■ Input data ■
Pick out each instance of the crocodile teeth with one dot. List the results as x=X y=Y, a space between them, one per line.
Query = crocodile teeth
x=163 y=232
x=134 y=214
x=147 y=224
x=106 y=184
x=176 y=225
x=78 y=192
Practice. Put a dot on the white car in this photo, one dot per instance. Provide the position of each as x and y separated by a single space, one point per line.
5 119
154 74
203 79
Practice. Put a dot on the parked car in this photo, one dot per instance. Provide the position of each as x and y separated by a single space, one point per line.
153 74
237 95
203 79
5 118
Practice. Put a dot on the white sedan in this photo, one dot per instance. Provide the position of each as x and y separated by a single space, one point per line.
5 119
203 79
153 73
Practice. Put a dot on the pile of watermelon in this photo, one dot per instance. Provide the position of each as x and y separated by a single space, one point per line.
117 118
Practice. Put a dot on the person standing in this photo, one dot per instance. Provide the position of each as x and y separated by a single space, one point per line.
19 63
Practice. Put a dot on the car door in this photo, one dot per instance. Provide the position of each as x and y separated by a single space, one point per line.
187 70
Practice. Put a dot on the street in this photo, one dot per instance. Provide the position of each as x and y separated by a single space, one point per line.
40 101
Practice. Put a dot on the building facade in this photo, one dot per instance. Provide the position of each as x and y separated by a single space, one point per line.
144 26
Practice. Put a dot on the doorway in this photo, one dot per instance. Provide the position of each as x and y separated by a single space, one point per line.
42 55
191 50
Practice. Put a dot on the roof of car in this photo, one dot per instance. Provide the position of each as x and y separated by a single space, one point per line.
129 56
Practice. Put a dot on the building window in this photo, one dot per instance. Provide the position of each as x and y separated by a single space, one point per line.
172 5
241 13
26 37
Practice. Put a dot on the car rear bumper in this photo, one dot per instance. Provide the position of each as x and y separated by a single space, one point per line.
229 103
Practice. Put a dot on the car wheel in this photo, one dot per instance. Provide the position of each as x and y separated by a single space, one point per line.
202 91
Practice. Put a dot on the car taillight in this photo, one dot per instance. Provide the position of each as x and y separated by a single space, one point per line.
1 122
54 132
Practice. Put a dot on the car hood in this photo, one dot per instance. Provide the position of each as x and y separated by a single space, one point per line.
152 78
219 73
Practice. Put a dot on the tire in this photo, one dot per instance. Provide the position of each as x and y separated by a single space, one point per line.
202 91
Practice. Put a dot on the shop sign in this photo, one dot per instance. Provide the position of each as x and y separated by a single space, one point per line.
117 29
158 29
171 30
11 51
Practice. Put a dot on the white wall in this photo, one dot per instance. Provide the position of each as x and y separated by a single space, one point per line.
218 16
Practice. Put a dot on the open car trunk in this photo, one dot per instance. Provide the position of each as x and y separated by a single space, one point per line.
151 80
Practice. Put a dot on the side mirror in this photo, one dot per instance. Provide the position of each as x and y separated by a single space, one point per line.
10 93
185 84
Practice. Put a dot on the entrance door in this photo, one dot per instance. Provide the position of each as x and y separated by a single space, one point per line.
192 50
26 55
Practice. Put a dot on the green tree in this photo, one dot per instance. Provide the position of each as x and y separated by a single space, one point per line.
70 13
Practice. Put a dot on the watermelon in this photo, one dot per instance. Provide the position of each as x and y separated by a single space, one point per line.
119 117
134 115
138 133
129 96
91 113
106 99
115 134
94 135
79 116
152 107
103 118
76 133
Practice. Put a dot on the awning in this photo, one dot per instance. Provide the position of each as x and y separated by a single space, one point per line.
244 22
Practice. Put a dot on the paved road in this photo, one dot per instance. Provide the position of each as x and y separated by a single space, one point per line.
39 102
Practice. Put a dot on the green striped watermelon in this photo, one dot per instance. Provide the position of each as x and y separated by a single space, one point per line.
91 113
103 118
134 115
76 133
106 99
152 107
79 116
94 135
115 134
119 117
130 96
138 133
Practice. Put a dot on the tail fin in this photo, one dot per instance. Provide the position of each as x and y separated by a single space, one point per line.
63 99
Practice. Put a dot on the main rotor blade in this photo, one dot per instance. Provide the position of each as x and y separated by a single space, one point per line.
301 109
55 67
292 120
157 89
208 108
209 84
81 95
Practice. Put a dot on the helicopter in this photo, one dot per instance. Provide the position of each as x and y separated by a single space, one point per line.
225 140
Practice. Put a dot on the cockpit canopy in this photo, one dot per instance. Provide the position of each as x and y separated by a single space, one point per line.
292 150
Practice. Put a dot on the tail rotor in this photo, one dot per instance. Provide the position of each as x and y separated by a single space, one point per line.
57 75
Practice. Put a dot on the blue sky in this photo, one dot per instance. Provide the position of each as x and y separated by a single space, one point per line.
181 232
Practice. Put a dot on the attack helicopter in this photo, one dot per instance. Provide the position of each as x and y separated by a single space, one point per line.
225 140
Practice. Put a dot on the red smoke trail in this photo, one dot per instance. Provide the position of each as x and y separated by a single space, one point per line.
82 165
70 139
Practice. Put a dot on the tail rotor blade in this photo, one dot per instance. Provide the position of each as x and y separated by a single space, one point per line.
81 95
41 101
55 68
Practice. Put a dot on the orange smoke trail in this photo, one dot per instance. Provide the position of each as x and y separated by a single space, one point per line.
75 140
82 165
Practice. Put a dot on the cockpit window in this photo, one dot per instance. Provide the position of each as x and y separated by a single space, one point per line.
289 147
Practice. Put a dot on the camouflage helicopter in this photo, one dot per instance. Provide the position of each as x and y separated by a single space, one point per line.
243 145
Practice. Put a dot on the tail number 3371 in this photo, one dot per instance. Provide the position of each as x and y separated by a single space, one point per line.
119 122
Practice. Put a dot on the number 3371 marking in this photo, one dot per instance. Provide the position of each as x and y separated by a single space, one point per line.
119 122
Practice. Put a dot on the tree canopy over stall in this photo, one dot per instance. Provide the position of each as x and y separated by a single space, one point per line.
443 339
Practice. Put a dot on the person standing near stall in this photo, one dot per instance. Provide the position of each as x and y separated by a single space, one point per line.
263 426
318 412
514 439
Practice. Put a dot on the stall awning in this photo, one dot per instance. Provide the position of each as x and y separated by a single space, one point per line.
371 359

■ Problem to work on ■
In full and word for word, give the listing above again.

■ Task result ■
Pick out each instance of the crocodile teeth with one dot. List the results as x=X y=Y, a space between them, one per line.
Query = crocodile teeth
x=163 y=232
x=134 y=214
x=147 y=224
x=106 y=184
x=176 y=225
x=78 y=192
Practice. Put a dot on the white car in this photo, one dot per instance. Provide the position of each as x and y separated by a single space, one point per line.
5 119
154 74
203 79
Practice. Put a dot on the parked car in this photo, one dot per instance. Provide the position of each as x and y separated by a single space, one point per line.
153 74
237 95
203 79
5 118
Practice. Put a dot on the white sedan in this photo, one dot per instance. Provide the position of each as x and y separated by a single space, one point per line.
5 119
203 79
153 73
Practice. Put a dot on the pile of watermelon in this photo, one dot per instance. Provide the position of each as x and y separated by a single space, one point per line.
117 118
Practice. Put a dot on the person standing in this photo, one dot per instance. Provide the position of each as x and y separated by a single space, one point per line.
19 63
Practice. Put a dot on the car door in this photo, one dot per instance. Provide the position of each as x and y separated by a single space, one point per line.
187 70
Practice. Put a dot on the street in this photo, one dot per instance. Provide the position of each as x and y separated by a single space, one point per line.
40 101
Practice. Put a dot on the building facade in this photo, one dot per instance. Provide the position of each as x and y separated by a single space, one point per line.
144 26
Practice. Put a dot on the doorway in this photo, one dot per instance. Provide the position of each as x and y separated by a single space, one point per line.
42 55
191 50
Practice. Put a dot on the roof of car in this photo, one dot per instance. Provide the position of each as x and y separated by a single space, one point per line.
129 56
Practice. Put a dot on the building window in this photo, one dot per instance. Provide the position of each as x and y separated by a single space, one point per line.
172 5
241 13
26 37
Practice. Put a dot on the car rear bumper in this photo, one dot per instance. Provide the position of each as x and y separated by a single space, one point per line.
229 103
Practice. Put a dot on the car wheel in this photo, one dot per instance. Provide the position of each as x and y separated by a single space, one point per line.
202 91
Practice. Put a dot on the car taillight in this photo, one dot per instance. Provide the position of each as x and y separated by a single space, one point per line.
1 122
54 132
Practice. Put a dot on the car hood in this photo, one dot per instance. Provide the position of each as x and y separated by a single space, one point per line.
152 78
219 73
Practice. Put a dot on the tire in this photo, one dot per instance. Provide the position of each as x and y separated by a single space, one point per line.
202 91
Practice. Put a dot on the shop sign in this photo, one dot per instance. Provide the position of each as x and y separated by a single space, one point per line.
117 29
158 29
171 30
11 51
Practice. Put a dot on the white wall in this photo, one dot per instance. Provide the position of each as x and y separated by a single space, one point per line.
218 16
Practice. Put a dot on the open car trunk in this photo, one dot per instance. Provide the position of each as x and y separated by a single space, one point per line.
151 80
Practice. Put a dot on the side mirror in this photo, one dot per instance. Provide the position of each as x and y separated by a single space, one point per line.
10 93
185 84
Practice. Put a dot on the entrance door in this photo, one dot per instance. Provide the position of each as x and y separated by a single space, one point per line.
192 50
26 55
Practice. Put a dot on the green tree in this photo, one dot per instance. Provide the position of each as x and y separated by a single space, one point per line.
70 13
Practice. Put a dot on the watermelon in this photo, one dot per instance. Provide the position of each as x and y separated by a single space, one point per line.
119 117
134 115
138 133
129 96
91 113
106 99
115 134
94 135
79 116
152 107
103 118
76 133
Practice. Put a dot on the awning in this photo, one dot per instance. Provide the position of each as x and y separated by a single space, one point per line.
244 22
Practice. Put a dot on the paved road in this photo, one dot per instance. Provide the position of each as x and y separated by a single space, one point per line.
39 102
Practice. Put a dot on the green striped watermelon in this photo, one dot per instance. Provide the position of each as x and y separated by a single space, one point per line.
91 113
103 118
134 115
76 133
106 99
152 107
79 116
94 135
115 134
119 117
130 96
138 133
Practice. Put a dot on the tail fin in this photo, one dot per instance. Provide the position of each as x and y separated by a single space, one point per line.
63 99
Practice. Put a dot on the main rotor blade in this photo, one dot per instance. Provide the position of each as x and y separated by a single space, one point per line.
301 109
55 67
292 120
157 89
208 108
209 84
81 95
Practice. Put a dot on the helicopter in this photo, one dot per instance. Provide the position of each as x and y separated by a single space, one point per line.
225 140
Practice. Put a dot on the cockpit canopy in this photo, one dot per instance. Provide the position of each as x and y separated by a single space, one point per line.
292 150
Practice. Put a dot on the tail rotor in this photo, one dot per instance. Provide the position of each as x and y separated by a single space, one point per line.
57 75
Practice. Put a dot on the blue sky in this photo, one dot per instance. Provide the position of each as x and y separated by a single space, one point per line.
181 232
Practice. Put a dot on the attack helicopter in this photo, one dot per instance. Provide the position of each as x and y separated by a single space, one point per line.
225 140
Practice. Put a dot on the red smoke trail in this photo, one dot per instance. Provide the position of each as x and y separated by a single space, one point per line.
82 165
70 139
Practice. Put a dot on the tail rotor blade in this photo, one dot per instance. Provide the position of each as x and y separated by a single space, one point per line.
81 95
41 101
55 68
Practice. Put a dot on the orange smoke trail in this photo, one dot per instance. Provide the position of each as x and y separated by a single space, one point per line.
75 140
82 165
Practice. Put a dot on the cockpit window in this photo, one dot per instance. Provide the position of each as x and y separated by a single space, one point per line.
289 147
Practice. Put a dot on the camouflage helicopter in this photo, one dot per instance. Provide the position of each as x and y separated by a single space, one point per line.
243 145
Practice. Put a dot on the tail number 3371 in this photo, one dot per instance. Provide the position of each as x and y separated by a single space, one point per line.
119 122
Practice. Put a dot on the number 3371 marking in this photo, one dot per instance. Provide the position of each as x and y separated by a single space, one point per line.
119 122
Practice. Put a dot on the tree canopy over stall in this photo, one dot per instance. Provide the position of each as x and y separated by a single space, one point per line.
443 339
Practice. Put a dot on the person standing near stall in this photo, one dot per instance. Provide the position of each as x and y separated by a single space, one point per line.
263 426
318 412
514 439
Practice. Put a dot on the stall awning in this photo, one dot per instance. Provide the position of each as x and y separated by a single space, one point per line.
371 359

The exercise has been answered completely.